Records of labeled points
Start
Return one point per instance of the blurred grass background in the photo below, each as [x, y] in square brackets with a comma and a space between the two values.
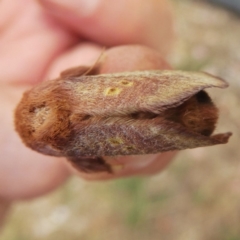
[196, 197]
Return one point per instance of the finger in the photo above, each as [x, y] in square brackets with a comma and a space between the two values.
[112, 23]
[29, 41]
[117, 59]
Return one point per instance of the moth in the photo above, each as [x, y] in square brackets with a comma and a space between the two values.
[84, 115]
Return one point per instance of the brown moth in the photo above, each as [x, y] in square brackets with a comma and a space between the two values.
[83, 117]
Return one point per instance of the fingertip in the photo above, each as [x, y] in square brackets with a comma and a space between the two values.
[132, 58]
[119, 22]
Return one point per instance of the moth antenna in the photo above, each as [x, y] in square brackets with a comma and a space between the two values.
[98, 60]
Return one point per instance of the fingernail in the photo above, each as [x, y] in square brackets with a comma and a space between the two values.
[81, 7]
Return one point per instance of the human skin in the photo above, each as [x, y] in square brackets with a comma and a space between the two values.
[41, 38]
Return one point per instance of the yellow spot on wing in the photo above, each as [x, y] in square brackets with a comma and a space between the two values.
[126, 83]
[111, 91]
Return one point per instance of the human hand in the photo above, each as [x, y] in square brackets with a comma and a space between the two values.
[40, 39]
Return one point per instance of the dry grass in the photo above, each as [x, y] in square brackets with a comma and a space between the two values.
[197, 197]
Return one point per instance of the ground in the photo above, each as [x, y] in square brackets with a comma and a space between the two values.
[196, 197]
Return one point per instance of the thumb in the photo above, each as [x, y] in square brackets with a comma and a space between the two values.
[117, 22]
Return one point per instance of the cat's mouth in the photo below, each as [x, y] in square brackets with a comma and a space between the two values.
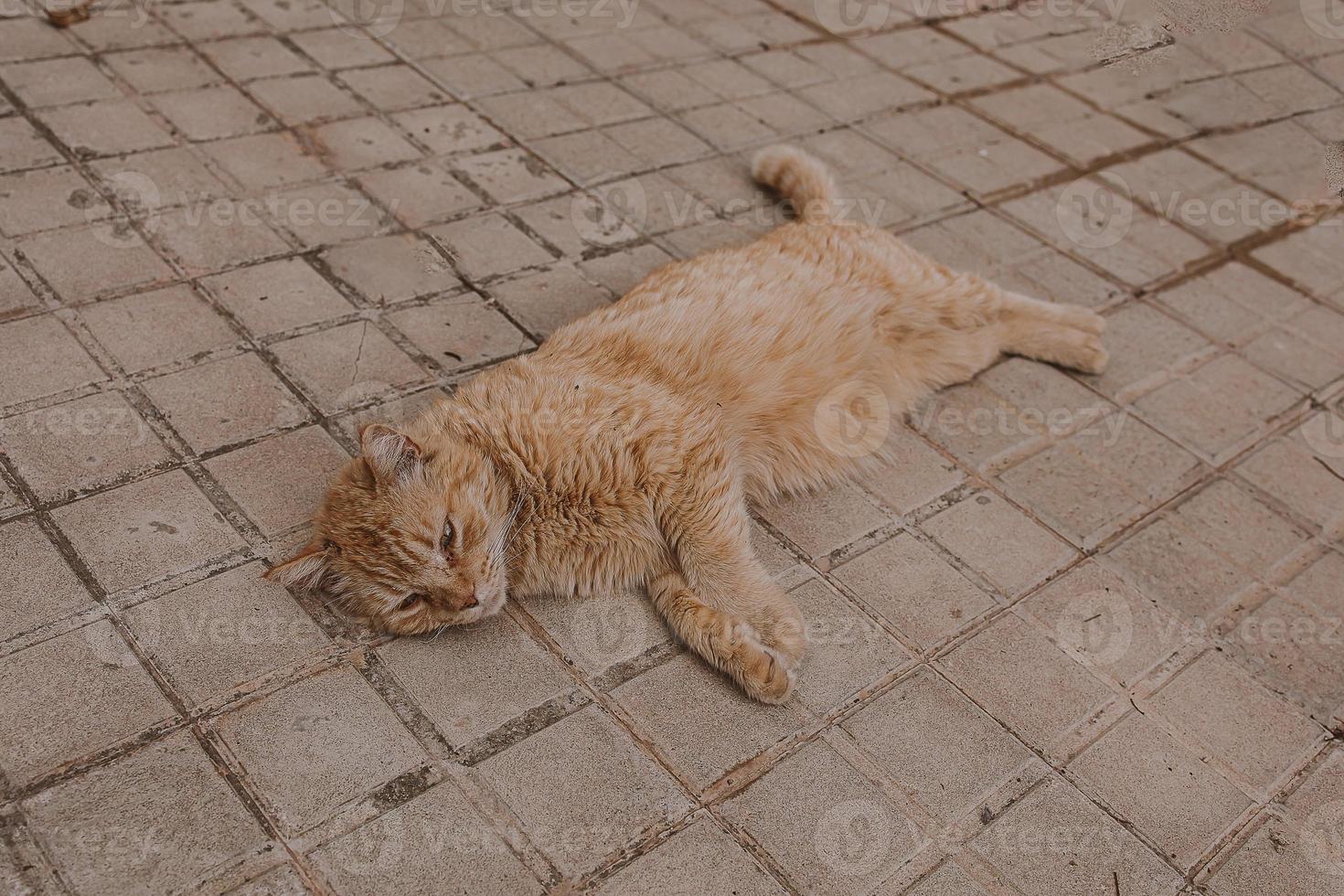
[431, 618]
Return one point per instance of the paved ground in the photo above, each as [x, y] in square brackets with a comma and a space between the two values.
[1085, 637]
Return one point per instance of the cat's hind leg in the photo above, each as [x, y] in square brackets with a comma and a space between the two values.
[714, 592]
[1058, 334]
[723, 640]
End
Can the lines from the one with "Return one point per instance of the thumb" to the end of the records above be quoted exactly, both ends included, with every picture omitted?

● **PROBLEM SOLUTION**:
Return one point per instance of the thumb in the photo above, each as [x, y] in square brackets with a comma and a space between the two values.
[117, 22]
Return one point per instance of the cat's mouth in the photo below, each as [x, y] in square brackets with a comma and a space between the two values.
[431, 618]
Return one point per instance of the paved ground in the photo above, each as [x, y] in square brackets with a comma and a space between the two values.
[1085, 637]
Return one point per instance of the cat's hind leg in the photo above, each as [x, y] in square brackets with a comma and a space between the two values.
[714, 592]
[1058, 334]
[723, 640]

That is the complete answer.